── DATA PROVIDED ──

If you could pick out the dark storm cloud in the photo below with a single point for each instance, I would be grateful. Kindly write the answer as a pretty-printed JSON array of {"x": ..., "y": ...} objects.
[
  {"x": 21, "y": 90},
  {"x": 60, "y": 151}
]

───

YOUR OBJECTIVE
Transcribe the material above in its entirety. Match it exactly.

SOLUTION FOR THIS PROBLEM
If you could pick out the dark storm cloud in the photo below with a single point for each instance, I would be grateful. Kindly write the answer as a pretty-printed JSON array of {"x": ..., "y": ...} objects.
[
  {"x": 21, "y": 90},
  {"x": 60, "y": 151}
]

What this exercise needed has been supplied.